(Beginning of SOURCE MATERIAL)

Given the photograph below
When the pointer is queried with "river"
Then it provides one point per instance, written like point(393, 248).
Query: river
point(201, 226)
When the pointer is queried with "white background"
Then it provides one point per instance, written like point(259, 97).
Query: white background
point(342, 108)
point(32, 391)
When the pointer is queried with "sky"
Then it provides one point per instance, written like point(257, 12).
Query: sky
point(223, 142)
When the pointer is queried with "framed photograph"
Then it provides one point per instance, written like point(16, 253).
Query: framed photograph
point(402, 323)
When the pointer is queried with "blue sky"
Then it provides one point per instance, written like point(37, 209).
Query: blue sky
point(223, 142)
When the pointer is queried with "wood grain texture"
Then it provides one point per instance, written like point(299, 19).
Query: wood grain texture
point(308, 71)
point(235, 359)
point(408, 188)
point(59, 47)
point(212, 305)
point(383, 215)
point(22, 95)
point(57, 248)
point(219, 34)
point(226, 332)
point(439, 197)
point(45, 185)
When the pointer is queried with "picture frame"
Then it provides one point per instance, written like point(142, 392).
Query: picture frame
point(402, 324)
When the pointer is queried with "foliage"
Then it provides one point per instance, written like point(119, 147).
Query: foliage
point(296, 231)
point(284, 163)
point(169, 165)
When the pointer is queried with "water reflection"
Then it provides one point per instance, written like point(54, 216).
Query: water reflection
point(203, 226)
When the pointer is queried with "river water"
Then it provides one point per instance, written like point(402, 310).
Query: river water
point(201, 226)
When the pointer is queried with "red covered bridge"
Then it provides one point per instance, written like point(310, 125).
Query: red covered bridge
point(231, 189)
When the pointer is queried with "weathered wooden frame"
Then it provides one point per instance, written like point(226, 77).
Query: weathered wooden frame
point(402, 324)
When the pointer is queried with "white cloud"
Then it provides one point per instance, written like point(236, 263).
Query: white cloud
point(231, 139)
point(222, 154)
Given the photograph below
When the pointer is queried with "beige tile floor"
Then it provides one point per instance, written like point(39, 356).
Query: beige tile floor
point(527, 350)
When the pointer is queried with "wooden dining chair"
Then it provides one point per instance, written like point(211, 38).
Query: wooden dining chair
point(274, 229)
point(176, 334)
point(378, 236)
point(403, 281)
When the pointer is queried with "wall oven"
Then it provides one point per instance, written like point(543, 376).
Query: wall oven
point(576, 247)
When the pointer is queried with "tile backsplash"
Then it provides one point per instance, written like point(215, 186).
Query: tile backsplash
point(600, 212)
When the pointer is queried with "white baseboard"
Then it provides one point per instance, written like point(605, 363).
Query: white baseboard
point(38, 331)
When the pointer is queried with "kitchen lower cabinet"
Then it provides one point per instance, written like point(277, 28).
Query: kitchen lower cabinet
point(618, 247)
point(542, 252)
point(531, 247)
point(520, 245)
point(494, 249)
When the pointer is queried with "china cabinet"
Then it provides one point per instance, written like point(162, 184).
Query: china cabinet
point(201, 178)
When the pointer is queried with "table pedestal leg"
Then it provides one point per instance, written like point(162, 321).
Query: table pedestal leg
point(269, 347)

(End of SOURCE MATERIAL)

WORK TO BE COMPLETED:
Return each line of the records above exactly as it reads.

RESULT FOR THIS EXERCISE:
Given the photograph below
When the pointer is queried with "river"
Then it provides one point per instance, written like point(393, 248).
Query: river
point(201, 226)
When the pointer is queried with "white background"
Then it provides one point per instance, written like point(259, 97).
Query: white background
point(342, 108)
point(32, 391)
When the pointer is queried with "sky"
Then it provides one point per instance, written like point(257, 12).
Query: sky
point(223, 142)
When the pointer is queried with "framed photograph"
Then it provides one point per instance, written like point(16, 253).
Query: framed photograph
point(402, 323)
When the pointer is queried with "blue sky"
Then it provides one point per instance, written like point(37, 209).
Query: blue sky
point(223, 142)
When the pointer is queried with "wood grain texture"
Then it provides one point per instance, written like point(299, 19).
Query: wood grain texture
point(308, 71)
point(235, 359)
point(408, 188)
point(59, 47)
point(212, 305)
point(383, 215)
point(22, 95)
point(57, 248)
point(219, 34)
point(226, 332)
point(439, 197)
point(45, 185)
When the pointer is queried with "picture frame"
Then it provides one point per instance, written like point(142, 392).
Query: picture frame
point(402, 324)
When the pointer is queried with "foliage"
Then it provides one point per instance, written like point(119, 147).
Query: foliage
point(296, 231)
point(284, 163)
point(169, 165)
When the pointer is queried with "water reflection"
Then it provides one point per instance, written like point(54, 216).
Query: water reflection
point(203, 226)
When the pointer is queried with "river water"
Then it provides one point per instance, written like point(402, 310).
Query: river water
point(201, 226)
When the pointer is queried with "red covered bridge"
Then it provides one point per instance, written like point(310, 125).
Query: red covered bridge
point(231, 189)
When the pointer is queried with "weathered wooden frame"
Then it provides one point per instance, written like point(226, 77).
Query: weathered wooden frame
point(402, 324)
When the pointer is queried with "white cloud"
Then it provides one point per instance, written like point(236, 263).
Query: white cloud
point(231, 139)
point(222, 154)
Given the photograph below
When the pointer is queried with "beige tile floor"
Then it provides one point per instance, written like point(39, 356).
Query: beige tile floor
point(527, 350)
When the pointer is queried with "wooden dining chair"
Then it provides one point per instance, written like point(211, 38).
Query: wooden dining chair
point(274, 229)
point(176, 334)
point(378, 236)
point(403, 281)
When the pointer is queried with "wall oven"
Then it provides one point per instance, written like point(543, 376).
Query: wall oven
point(576, 247)
When the pointer is queried with "tile backsplash"
Then it provides one point per instance, written like point(215, 186).
Query: tile backsplash
point(600, 212)
When the pointer is queried with "white baseboard"
Then it provides one point per instance, written like point(605, 363).
Query: white baseboard
point(38, 331)
When the pointer is queried with "kitchen lower cabinet"
Then it provides one point per instance, written like point(277, 28).
Query: kitchen lower cabinet
point(618, 247)
point(542, 252)
point(531, 247)
point(520, 245)
point(494, 249)
When the pointer is queried with "china cabinet"
Then it provides one point per instance, written like point(162, 184).
Query: china cabinet
point(201, 178)
When the pointer is queried with "table pedestal leg"
Then it provides one point per instance, written like point(162, 321).
Query: table pedestal leg
point(269, 347)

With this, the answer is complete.